Talvez esteja na linguagem a
pré-condição de determinação do espaço social1, conforme especulou Henri
Lefebvre. Se o conflito configura um momento da produção de um espaço social,
então é na linguagem que deve-se reproduzir o desenvolvimento desse momento que
finalmente será práxis espacial. As lutas travadas num dado território tem na
linguagem uma questão central, por conseguinte o que tece a produção e a práxis
é a comunicação em suas redes, os significados e sentidos linguísticos. O controle do sentido equivale à
reapropriação da vida no todo complexo que essa é; equivale a, sem qualquer
compartimentação do mundo da vida, ter livre acesso ao conhecimento, à
informação, aos afetos.
Produzir a vida na linguagem;
isso requer dizer e ouvir os modos pelos quais falam os sujeitos, sua
gramática, os dialetos. Assim se vai além do diálogo entre técnicos,
especialistas e moradores, assim se alcança, de fato, o aprofundamento da dupla
hermenêutica exigida pelos habitantes e pelos usos arraigados no território.
Sobre a práxis do conflito,
trata-se, como falou Antonio Negri, de pensar um constituir-se como sujeito por
meio da linguagem, sujeito capaz de resistência e solidariedade.
“A linguagem é a forma principal
da constituição do comum, e é quando o trabalho vivo e linguagem se cruzam, e
se definem como máquina ontológica, que a experiência fundadora do comum
adquire realidade.”2
Através da linguagem sempre emergirão
formas originais de cooperação. Ambas, linguagem e cooperação, devem ser
atravessadas pela afirmação da centralidade de uma experiência do comum que é
união concreta do saber e da ação dentro dos processos do conflito.

INSTRUÇÃO ESCRITA 1 >>
Responda, com base no trecho sobre linguagem e espaço social:
(a) Qual pensador especulou que a pré-condição de determinação do espaço social talvez esteja na linguagem?
(b) A que equivale o controle do sentido?
(c) O que sempre emergirá através da linguagem?

(Registros contidos em um conjunto de dados)
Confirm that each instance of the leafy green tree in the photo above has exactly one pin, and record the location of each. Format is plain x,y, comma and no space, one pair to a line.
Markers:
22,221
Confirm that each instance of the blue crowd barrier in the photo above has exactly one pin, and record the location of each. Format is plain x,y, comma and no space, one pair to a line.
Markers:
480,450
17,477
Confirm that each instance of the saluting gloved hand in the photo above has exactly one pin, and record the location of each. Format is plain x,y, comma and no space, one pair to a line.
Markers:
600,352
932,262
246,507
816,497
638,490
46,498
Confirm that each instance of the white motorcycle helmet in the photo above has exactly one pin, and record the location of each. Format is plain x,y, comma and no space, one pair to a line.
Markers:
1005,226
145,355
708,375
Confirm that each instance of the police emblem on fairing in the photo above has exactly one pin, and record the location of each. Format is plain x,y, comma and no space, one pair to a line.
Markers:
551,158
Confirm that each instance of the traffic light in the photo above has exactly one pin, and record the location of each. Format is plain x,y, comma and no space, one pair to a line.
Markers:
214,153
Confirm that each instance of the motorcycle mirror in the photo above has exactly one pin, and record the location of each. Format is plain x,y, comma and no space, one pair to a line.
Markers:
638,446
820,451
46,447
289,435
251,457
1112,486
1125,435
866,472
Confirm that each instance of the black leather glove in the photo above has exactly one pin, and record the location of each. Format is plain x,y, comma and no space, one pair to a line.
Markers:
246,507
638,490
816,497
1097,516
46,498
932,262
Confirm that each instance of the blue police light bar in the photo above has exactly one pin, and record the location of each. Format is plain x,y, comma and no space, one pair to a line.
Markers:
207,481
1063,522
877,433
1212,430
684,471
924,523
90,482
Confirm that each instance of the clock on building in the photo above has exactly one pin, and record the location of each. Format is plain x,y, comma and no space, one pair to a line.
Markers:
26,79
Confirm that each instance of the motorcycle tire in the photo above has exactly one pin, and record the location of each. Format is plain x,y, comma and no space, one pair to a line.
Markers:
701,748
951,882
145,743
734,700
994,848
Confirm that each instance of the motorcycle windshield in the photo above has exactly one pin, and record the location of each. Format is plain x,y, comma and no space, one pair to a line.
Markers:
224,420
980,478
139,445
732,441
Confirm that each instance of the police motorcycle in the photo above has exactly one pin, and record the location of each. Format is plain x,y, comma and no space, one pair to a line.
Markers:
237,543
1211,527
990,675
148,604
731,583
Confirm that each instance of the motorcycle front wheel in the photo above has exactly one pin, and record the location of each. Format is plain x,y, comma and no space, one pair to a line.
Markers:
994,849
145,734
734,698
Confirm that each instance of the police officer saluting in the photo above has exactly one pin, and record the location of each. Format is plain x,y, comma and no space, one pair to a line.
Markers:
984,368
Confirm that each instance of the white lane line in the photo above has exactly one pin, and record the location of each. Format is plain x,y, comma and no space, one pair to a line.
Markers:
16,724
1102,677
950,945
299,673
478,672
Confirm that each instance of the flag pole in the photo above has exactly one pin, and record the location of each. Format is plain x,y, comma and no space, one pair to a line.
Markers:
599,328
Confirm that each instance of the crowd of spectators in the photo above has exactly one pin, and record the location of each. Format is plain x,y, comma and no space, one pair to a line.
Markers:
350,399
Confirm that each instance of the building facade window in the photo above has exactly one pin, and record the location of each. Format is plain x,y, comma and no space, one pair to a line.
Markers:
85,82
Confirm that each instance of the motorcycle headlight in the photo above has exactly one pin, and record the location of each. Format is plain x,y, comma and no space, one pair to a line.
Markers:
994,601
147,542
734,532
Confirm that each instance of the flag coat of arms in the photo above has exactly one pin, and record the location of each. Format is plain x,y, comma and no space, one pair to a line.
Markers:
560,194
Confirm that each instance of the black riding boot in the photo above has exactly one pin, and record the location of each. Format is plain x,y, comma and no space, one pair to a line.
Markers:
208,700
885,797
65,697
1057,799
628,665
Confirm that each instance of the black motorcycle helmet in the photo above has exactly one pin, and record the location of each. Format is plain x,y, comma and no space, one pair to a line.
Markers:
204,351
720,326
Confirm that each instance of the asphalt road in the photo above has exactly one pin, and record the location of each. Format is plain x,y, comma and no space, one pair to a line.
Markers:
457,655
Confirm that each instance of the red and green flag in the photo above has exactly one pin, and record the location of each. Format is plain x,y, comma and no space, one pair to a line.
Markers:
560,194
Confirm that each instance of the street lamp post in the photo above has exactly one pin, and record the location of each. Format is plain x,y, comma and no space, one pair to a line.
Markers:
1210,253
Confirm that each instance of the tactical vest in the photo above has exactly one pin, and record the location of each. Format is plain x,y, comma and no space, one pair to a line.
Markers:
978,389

INSTRUÇÃO ESCRITA 2 >> Converta em uma lista JSON de strings as linhas da listagem, a começar pela que contém "Confirm that each instance of the tactical" e seguindo até o fim da listagem, ambas as extremidades incluídas. Use uma string por linha e omita as linhas em branco.

RESPOSTA ESPERADA 1 >>
(a) Henri Lefebvre.
(b) À reapropriação da vida no todo complexo que ela é; equivale a ter livre acesso ao conhecimento, à informação e aos afetos, sem qualquer compartimentação do mundo da vida.
(c) Formas originais de cooperação.

RESPOSTA ESPERADA 2 >>
[
  "Confirm that each instance of the tactical vest in the photo above has exactly one pin, and record the location of each. Format is plain x,y, comma and no space, one pair to a line.",
  "Markers:",
  "978,389"
]